Aim of the exercise: Please update the entries below by changing "positive clicks" to "foreground clicks" and keeping everything else the same. Omit the pictures from your answer.

Stored data:
════════════════════

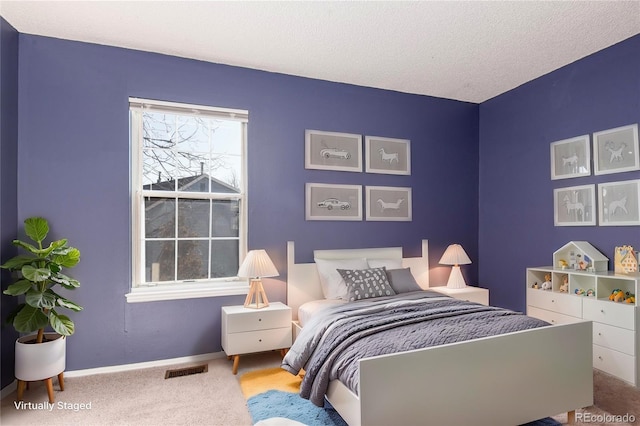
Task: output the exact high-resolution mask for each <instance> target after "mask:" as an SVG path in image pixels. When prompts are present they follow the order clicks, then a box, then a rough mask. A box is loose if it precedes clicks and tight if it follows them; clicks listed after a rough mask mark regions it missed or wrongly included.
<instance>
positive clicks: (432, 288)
mask: <svg viewBox="0 0 640 426" xmlns="http://www.w3.org/2000/svg"><path fill="white" fill-rule="evenodd" d="M429 290H433V291H437V292H438V293H442V294H446V295H447V296H451V297H455V298H456V299H461V300H466V301H468V302H475V303H481V304H483V305H487V306H488V305H489V290H487V289H486V288H480V287H470V286H466V287H464V288H449V287H446V286H442V287H429Z"/></svg>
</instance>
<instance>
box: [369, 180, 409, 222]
mask: <svg viewBox="0 0 640 426" xmlns="http://www.w3.org/2000/svg"><path fill="white" fill-rule="evenodd" d="M366 194H367V196H366V199H367V220H371V221H395V222H410V221H411V208H412V207H411V188H403V187H392V186H367V187H366Z"/></svg>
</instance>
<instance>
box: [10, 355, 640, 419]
mask: <svg viewBox="0 0 640 426" xmlns="http://www.w3.org/2000/svg"><path fill="white" fill-rule="evenodd" d="M280 360H281V358H280V355H279V352H270V353H266V354H257V355H248V356H243V357H242V358H241V360H240V366H239V369H238V374H237V375H236V376H234V375H233V374H231V362H230V361H228V360H227V359H226V357H224V358H219V359H215V360H212V361H210V362H209V363H208V365H209V371H208V372H207V373H201V374H195V375H191V376H184V377H177V378H173V379H164V373H165V371H166V370H168V369H172V368H175V367H177V366H169V367H156V368H147V369H143V370H136V371H131V372H123V373H110V374H97V375H93V376H85V377H69V378H67V379H66V380H65V391H64V392H61V391H59V390H58V389H59V388H58V386H57V383H56V384H55V385H54V388H55V389H56V391H55V398H56V401H55V403H54V408H53V410H52V411H51V412H49V411H45V410H42V409H41V410H29V409H16V407H15V405H14V401H15V393H13V394H11V395H9V396H7V397H6V398H4V399H3V400H2V404H1V406H0V407H1V412H0V424H2V425H3V426H7V425H10V426H13V425H44V424H46V425H86V426H92V425H96V426H101V425H132V426H133V425H224V426H236V425H237V426H249V425H251V417H250V416H249V412H248V410H247V408H246V402H245V398H244V397H243V395H242V391H241V389H240V384H239V378H240V377H241V376H242V375H243V374H244V373H246V372H249V371H252V370H256V369H263V368H270V367H277V366H278V365H280ZM594 390H595V404H596V406H595V407H589V408H588V409H586V410H581V411H579V412H578V415H580V413H586V414H588V415H591V416H592V417H591V418H590V421H589V422H578V423H576V424H577V425H585V426H586V425H591V426H593V425H611V424H613V423H612V422H611V421H608V422H607V421H603V422H598V421H594V420H597V418H596V417H595V416H598V415H602V416H604V415H609V414H618V415H624V414H627V413H628V414H633V415H634V416H635V417H636V421H635V423H633V424H635V425H638V424H640V390H639V389H636V388H634V387H632V386H629V385H627V384H625V383H623V382H621V381H619V380H616V379H614V378H612V377H611V376H609V375H607V374H604V373H600V372H597V371H596V372H594ZM24 400H25V402H31V403H43V402H47V401H48V398H47V392H46V389H45V388H44V386H43V385H42V384H41V383H35V384H32V385H31V387H30V389H29V390H28V391H27V392H26V393H25V399H24ZM60 403H62V404H67V406H66V407H62V406H61V405H60ZM83 403H84V404H85V406H86V405H87V404H90V409H89V408H84V409H78V410H74V408H80V406H79V405H78V404H83ZM532 403H535V401H532ZM554 418H555V419H556V420H558V421H560V422H562V423H565V422H566V415H564V414H563V415H559V416H554ZM615 424H616V425H628V424H630V423H615ZM469 426H473V425H469Z"/></svg>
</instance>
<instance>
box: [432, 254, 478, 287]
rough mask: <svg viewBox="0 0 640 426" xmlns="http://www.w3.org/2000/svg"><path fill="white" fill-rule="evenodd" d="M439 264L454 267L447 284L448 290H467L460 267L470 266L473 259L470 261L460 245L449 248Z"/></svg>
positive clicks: (451, 270) (451, 271)
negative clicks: (449, 289)
mask: <svg viewBox="0 0 640 426" xmlns="http://www.w3.org/2000/svg"><path fill="white" fill-rule="evenodd" d="M439 263H440V264H441V265H453V267H452V268H451V274H450V275H449V281H448V282H447V287H448V288H465V287H466V286H467V284H466V283H465V282H464V277H463V276H462V272H461V271H460V266H458V265H468V264H469V263H471V259H469V256H467V253H466V252H465V251H464V249H463V248H462V246H461V245H460V244H451V245H450V246H449V247H447V249H446V250H445V251H444V254H443V255H442V258H440V262H439Z"/></svg>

════════════════════

Solution to the exercise:
Task: output the exact high-resolution mask for each <instance> target after "mask:" as an SVG path in image pixels. When prompts are present they follow the order clicks, then a box, then a rough mask. A box is loose if it precedes clicks and tight if it follows them; clicks listed after a rough mask mark regions it missed or wrongly included.
<instance>
foreground clicks: (432, 288)
mask: <svg viewBox="0 0 640 426" xmlns="http://www.w3.org/2000/svg"><path fill="white" fill-rule="evenodd" d="M429 290H433V291H437V292H438V293H442V294H446V295H447V296H451V297H455V298H456V299H461V300H466V301H468V302H475V303H481V304H483V305H487V306H488V305H489V290H487V289H486V288H480V287H470V286H466V287H464V288H449V287H446V286H442V287H429Z"/></svg>
</instance>
<instance>
box: [369, 180, 409, 222]
mask: <svg viewBox="0 0 640 426" xmlns="http://www.w3.org/2000/svg"><path fill="white" fill-rule="evenodd" d="M366 194H367V196H366V199H367V220H371V221H395V222H410V221H411V208H412V207H411V188H403V187H392V186H367V187H366Z"/></svg>
</instance>
<instance>
box: [10, 355, 640, 419]
mask: <svg viewBox="0 0 640 426" xmlns="http://www.w3.org/2000/svg"><path fill="white" fill-rule="evenodd" d="M280 360H281V358H280V355H279V352H270V353H266V354H257V355H248V356H243V357H242V358H241V360H240V366H239V369H238V374H237V375H236V376H234V375H233V374H231V362H230V361H228V360H227V359H226V357H224V358H219V359H215V360H212V361H210V362H209V363H208V365H209V371H208V372H207V373H201V374H195V375H191V376H184V377H177V378H173V379H164V373H165V371H166V370H168V369H172V368H175V367H177V366H169V367H156V368H147V369H143V370H136V371H131V372H123V373H110V374H97V375H93V376H85V377H69V378H67V379H66V380H65V391H64V392H61V391H59V390H58V389H59V388H58V386H57V383H56V384H55V385H54V388H55V389H56V391H55V398H56V401H55V403H54V408H53V410H52V411H51V412H49V411H45V410H42V409H41V410H29V409H16V407H15V405H14V401H15V393H13V394H11V395H9V396H7V397H6V398H4V399H3V400H2V404H1V406H0V407H1V412H0V424H2V425H3V426H7V425H10V426H13V425H44V424H46V425H86V426H92V425H96V426H101V425H132V426H133V425H224V426H236V425H237V426H249V425H251V417H250V416H249V412H248V410H247V408H246V402H245V398H244V397H243V395H242V391H241V389H240V384H239V378H240V377H241V376H242V375H243V374H244V373H246V372H249V371H252V370H256V369H263V368H270V367H277V366H278V365H280ZM594 390H595V404H596V406H595V407H589V408H588V409H586V410H581V411H579V412H578V415H580V413H586V414H588V415H591V416H592V417H591V418H590V421H589V422H578V423H576V424H577V425H585V426H586V425H591V426H593V425H611V424H613V423H612V422H611V421H608V422H607V421H603V422H598V421H594V420H597V418H596V417H595V416H598V415H602V416H604V415H609V414H618V415H624V414H627V413H628V414H633V415H634V416H635V417H636V421H635V423H633V424H635V425H638V424H640V390H639V389H636V388H634V387H632V386H629V385H627V384H625V383H623V382H621V381H619V380H616V379H614V378H612V377H611V376H609V375H607V374H604V373H600V372H597V371H596V372H594ZM24 400H25V402H31V403H43V402H47V401H48V398H47V392H46V389H45V388H44V386H43V385H42V384H41V383H35V384H32V385H31V387H30V389H29V390H28V391H27V392H26V393H25V399H24ZM60 403H62V404H67V406H66V407H62V406H61V405H60ZM83 403H84V404H85V406H86V405H87V404H90V409H89V408H84V409H78V410H74V408H80V406H79V405H78V404H83ZM532 403H535V401H532ZM554 418H555V419H556V420H558V421H560V422H562V423H565V422H566V415H564V414H563V415H559V416H554ZM615 424H616V425H628V424H630V423H615ZM469 426H473V425H469Z"/></svg>
</instance>
<instance>
box: [432, 254, 478, 287]
rough mask: <svg viewBox="0 0 640 426" xmlns="http://www.w3.org/2000/svg"><path fill="white" fill-rule="evenodd" d="M439 264L454 267L447 284L448 290H467L460 267L470 266L473 259L470 261L460 245L449 248Z"/></svg>
foreground clicks: (451, 270) (451, 271)
negative clicks: (449, 289)
mask: <svg viewBox="0 0 640 426" xmlns="http://www.w3.org/2000/svg"><path fill="white" fill-rule="evenodd" d="M439 263H440V264H441V265H453V267H452V268H451V274H450V275H449V281H448V282H447V287H448V288H465V287H466V286H467V284H466V283H465V282H464V277H463V276H462V272H461V271H460V266H458V265H468V264H469V263H471V259H469V256H467V253H466V252H465V251H464V249H463V248H462V246H461V245H460V244H451V245H450V246H449V247H447V249H446V250H445V251H444V254H443V255H442V258H440V262H439Z"/></svg>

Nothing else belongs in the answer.